(Saved entries)
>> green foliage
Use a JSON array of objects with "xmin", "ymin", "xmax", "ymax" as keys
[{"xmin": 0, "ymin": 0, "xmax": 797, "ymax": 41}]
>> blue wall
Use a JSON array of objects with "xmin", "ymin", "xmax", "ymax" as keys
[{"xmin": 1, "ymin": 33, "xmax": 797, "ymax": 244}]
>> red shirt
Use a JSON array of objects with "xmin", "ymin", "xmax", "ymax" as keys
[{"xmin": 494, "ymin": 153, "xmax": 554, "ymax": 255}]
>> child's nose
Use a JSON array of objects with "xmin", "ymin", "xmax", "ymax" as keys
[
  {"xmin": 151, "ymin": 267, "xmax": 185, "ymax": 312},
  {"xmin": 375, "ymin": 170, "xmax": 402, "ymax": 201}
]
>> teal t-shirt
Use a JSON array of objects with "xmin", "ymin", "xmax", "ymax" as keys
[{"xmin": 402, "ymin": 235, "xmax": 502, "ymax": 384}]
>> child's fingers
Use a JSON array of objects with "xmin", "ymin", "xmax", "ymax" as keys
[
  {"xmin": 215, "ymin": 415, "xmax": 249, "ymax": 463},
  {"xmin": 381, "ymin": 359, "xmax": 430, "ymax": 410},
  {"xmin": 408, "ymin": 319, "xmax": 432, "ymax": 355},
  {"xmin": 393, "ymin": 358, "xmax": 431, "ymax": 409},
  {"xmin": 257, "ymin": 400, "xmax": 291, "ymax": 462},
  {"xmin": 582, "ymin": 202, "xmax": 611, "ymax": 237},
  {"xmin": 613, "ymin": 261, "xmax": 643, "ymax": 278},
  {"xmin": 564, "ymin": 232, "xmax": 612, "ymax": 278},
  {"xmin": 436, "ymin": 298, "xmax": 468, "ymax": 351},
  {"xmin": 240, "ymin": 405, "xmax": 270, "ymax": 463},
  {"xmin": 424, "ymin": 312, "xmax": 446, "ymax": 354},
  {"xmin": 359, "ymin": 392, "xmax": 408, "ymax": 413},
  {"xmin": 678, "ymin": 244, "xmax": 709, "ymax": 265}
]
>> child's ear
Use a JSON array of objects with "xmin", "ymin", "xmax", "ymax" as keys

DIRECTIONS:
Where a line above contains the word "child", copy that line.

SOLVED EXERCISE:
>> child's nose
>> child's fingers
>> child's ear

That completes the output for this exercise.